_Selection_:
------------------------------------------------------------------------
Briann G. Greenfield. Out of the Attic: Inventing Antiques in Twentieth-­Century New England. Amherst and Boston: University of Massachusetts Press, 2009. xii + 265 pp.; 31 bw illus., index. $26.95 pb.

Once upon a time, there was a graduate program in a small eastern state that prepared students for museum careers. Taking advantage of privileged access to one of the country’s most notable collections of Americana, each year instructors in the program initiated the new crop of students into the art and mystery of the study of historic objects, including familiarization with period styles, the nature of materials, construction techniques, and all the rest. Or nearly all the rest. Most instructors seemed content to confine their teaching to close examination of the objects. Only one or two thought it was also important to orient students to the marketplace, current prices, and major dealers. There was, however, notable precedent for this more encompassing approach. An earlier and much esteemed director of the program, Charles F. Montgomery, once a collector and dealer, later a curator, and finally a professor, had taken students on field trips to antiques shows, where they encountered firsthand the reigning hierarchies of value and the prevailing prices assigned thereto. Some few educators, then, have recognized that the study of American antiques cannot be separated from the marketplace. The entire enterprise is embedded in and shaped by an economic framework.
------------------------------------------------------------------------
_Requirements_:
a - Answer these questions about the review:
(i) Which press published Out of the Attic?
(ii) What had Charles F. Montgomery been before he became a curator?
(iii) How many instructors thought it was also important to orient students to the marketplace?
b - Reproduce the stretch of the review from "Briann G. Greenfield." through "index. $26.95 pb.".

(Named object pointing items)
------------------------------------------------------------------------
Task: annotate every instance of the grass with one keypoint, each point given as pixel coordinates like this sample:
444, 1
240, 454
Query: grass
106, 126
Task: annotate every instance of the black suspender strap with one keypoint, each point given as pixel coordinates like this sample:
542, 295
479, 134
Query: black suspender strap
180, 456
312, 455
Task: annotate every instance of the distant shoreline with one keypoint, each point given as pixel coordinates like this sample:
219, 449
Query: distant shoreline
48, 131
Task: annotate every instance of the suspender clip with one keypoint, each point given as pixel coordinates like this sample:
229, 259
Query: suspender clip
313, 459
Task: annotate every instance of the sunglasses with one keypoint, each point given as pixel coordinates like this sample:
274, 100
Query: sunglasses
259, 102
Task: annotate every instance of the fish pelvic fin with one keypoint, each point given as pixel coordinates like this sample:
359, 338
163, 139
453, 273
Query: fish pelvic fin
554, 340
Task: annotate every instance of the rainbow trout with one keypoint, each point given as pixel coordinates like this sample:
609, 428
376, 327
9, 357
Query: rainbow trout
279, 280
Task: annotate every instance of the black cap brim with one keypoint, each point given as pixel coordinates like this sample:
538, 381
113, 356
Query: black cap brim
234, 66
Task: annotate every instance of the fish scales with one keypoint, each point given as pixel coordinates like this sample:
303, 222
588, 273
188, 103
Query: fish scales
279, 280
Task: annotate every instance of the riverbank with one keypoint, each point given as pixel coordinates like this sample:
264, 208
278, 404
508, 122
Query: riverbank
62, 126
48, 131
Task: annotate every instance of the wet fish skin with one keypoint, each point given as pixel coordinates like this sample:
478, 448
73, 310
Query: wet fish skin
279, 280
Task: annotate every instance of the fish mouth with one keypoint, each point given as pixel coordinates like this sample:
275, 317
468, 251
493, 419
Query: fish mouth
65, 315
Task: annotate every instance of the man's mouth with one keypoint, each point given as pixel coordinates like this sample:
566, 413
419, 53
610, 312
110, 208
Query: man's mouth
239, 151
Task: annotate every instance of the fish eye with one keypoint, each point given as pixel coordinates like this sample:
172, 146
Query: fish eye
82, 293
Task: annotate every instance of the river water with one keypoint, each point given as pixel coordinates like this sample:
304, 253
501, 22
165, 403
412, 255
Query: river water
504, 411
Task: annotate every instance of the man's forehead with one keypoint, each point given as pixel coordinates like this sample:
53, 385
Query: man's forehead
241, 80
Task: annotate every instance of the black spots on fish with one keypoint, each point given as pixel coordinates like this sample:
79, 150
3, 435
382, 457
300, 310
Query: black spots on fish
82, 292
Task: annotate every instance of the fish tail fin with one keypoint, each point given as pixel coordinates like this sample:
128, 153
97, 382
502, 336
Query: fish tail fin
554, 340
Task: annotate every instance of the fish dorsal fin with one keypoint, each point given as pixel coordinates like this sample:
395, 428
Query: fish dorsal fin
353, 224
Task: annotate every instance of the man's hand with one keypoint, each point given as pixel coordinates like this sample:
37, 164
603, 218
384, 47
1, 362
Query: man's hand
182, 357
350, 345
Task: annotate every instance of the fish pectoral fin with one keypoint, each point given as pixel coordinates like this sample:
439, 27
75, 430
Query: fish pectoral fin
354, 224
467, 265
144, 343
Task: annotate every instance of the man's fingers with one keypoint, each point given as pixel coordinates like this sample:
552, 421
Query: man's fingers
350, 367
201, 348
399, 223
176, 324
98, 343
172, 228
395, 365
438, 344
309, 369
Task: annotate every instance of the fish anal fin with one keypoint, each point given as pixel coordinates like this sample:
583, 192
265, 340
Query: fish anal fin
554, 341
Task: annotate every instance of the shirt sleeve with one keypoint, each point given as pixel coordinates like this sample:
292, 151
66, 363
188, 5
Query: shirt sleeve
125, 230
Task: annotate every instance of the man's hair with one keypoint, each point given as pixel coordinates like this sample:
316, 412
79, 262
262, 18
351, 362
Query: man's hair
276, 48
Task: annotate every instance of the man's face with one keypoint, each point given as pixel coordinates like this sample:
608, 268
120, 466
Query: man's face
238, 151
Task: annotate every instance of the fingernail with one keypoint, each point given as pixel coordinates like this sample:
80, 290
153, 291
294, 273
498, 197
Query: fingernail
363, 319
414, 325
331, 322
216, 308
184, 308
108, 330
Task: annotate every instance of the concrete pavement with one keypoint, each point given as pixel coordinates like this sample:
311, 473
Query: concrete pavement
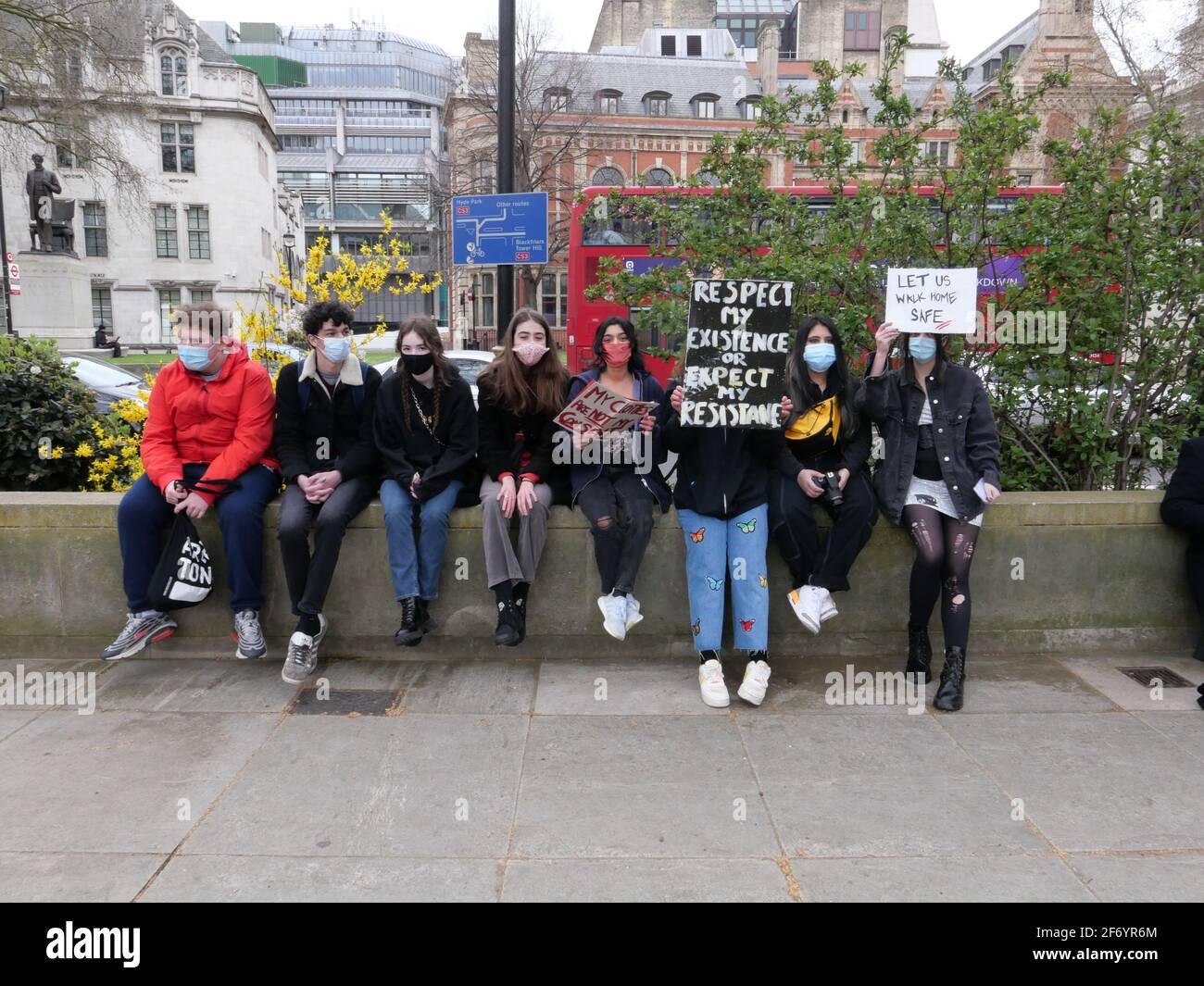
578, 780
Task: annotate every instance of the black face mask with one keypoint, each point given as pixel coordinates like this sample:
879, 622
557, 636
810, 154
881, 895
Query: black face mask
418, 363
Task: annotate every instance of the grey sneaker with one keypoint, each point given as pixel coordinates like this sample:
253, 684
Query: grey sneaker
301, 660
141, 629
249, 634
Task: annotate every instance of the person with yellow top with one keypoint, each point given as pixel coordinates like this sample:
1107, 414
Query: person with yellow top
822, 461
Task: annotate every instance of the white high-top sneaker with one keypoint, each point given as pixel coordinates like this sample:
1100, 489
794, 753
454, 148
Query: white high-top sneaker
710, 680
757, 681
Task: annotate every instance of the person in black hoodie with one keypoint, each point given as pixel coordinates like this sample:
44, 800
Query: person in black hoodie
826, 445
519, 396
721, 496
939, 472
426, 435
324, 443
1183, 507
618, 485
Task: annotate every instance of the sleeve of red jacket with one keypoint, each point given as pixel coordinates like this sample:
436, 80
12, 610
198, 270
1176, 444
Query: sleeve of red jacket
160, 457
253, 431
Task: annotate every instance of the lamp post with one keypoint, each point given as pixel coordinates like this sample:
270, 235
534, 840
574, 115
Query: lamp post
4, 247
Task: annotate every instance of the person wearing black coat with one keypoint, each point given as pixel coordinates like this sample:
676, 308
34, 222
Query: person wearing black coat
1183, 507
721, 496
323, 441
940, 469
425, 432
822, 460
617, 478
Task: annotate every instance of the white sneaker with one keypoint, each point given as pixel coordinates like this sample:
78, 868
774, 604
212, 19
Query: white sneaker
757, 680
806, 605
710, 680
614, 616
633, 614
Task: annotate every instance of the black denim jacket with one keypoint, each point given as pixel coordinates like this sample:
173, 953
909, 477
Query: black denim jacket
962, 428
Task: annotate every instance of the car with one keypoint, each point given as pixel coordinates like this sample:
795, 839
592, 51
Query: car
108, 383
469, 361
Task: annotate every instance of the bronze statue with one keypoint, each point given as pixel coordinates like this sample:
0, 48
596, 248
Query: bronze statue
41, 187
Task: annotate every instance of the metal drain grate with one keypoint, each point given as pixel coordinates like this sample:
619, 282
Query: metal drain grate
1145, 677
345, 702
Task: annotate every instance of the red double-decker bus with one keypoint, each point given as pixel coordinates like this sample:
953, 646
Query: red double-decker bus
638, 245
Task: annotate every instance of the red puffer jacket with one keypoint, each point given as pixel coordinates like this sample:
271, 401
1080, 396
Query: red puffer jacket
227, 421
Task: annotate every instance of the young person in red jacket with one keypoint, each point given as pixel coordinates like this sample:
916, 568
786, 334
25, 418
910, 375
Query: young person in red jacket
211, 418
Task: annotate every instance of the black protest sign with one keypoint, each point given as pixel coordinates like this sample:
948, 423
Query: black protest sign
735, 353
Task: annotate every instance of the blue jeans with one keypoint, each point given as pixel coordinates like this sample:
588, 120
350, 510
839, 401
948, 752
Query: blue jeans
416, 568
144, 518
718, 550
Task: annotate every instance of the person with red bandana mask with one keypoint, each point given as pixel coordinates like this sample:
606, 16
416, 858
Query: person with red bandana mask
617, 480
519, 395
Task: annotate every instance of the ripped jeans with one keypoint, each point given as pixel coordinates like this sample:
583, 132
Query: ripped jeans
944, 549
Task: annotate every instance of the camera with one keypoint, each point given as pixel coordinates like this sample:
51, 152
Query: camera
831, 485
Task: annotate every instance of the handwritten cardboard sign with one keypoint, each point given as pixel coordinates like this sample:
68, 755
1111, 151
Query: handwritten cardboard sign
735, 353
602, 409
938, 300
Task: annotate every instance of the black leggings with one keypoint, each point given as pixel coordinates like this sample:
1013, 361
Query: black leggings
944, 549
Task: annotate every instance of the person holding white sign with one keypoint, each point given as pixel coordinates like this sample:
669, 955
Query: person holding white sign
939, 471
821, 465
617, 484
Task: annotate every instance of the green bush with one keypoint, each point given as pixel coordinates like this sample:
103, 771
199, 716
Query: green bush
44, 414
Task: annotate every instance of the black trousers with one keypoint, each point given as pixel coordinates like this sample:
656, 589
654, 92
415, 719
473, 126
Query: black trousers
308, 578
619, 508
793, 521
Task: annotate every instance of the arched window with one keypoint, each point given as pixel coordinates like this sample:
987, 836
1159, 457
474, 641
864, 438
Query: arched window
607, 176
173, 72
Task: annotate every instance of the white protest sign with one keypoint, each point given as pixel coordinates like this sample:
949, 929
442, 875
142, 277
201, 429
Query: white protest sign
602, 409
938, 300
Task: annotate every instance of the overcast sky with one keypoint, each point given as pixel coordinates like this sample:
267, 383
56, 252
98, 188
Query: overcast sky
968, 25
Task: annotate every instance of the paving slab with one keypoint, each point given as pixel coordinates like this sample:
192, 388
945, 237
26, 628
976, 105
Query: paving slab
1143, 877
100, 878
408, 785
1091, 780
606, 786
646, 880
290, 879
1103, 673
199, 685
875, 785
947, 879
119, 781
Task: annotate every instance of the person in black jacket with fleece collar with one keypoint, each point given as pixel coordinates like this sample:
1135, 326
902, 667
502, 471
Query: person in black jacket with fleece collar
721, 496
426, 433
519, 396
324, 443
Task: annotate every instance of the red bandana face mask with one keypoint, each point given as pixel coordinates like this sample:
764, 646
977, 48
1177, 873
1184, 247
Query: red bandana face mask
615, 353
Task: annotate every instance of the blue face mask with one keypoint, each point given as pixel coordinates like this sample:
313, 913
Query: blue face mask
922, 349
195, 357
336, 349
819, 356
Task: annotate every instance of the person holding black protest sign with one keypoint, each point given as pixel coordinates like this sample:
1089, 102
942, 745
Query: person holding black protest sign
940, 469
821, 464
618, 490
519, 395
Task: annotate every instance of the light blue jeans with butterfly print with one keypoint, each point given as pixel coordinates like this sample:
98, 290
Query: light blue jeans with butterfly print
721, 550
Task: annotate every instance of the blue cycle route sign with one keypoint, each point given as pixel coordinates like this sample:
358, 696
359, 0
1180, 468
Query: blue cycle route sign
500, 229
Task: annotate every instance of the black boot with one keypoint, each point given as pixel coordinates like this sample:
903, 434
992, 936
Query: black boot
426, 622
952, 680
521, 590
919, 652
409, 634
------------------------------------------------------------------------
_Answers provided_:
a -
(i) University of Massachusetts Press
(ii) A collector and dealer
(iii) One or two

b -
Briann G. Greenfield. Out of the Attic: Inventing Antiques in Twentieth-­Century New England. Amherst and Boston: University of Massachusetts Press, 2009. xii + 265 pp.; 31 bw illus., index. $26.95 pb.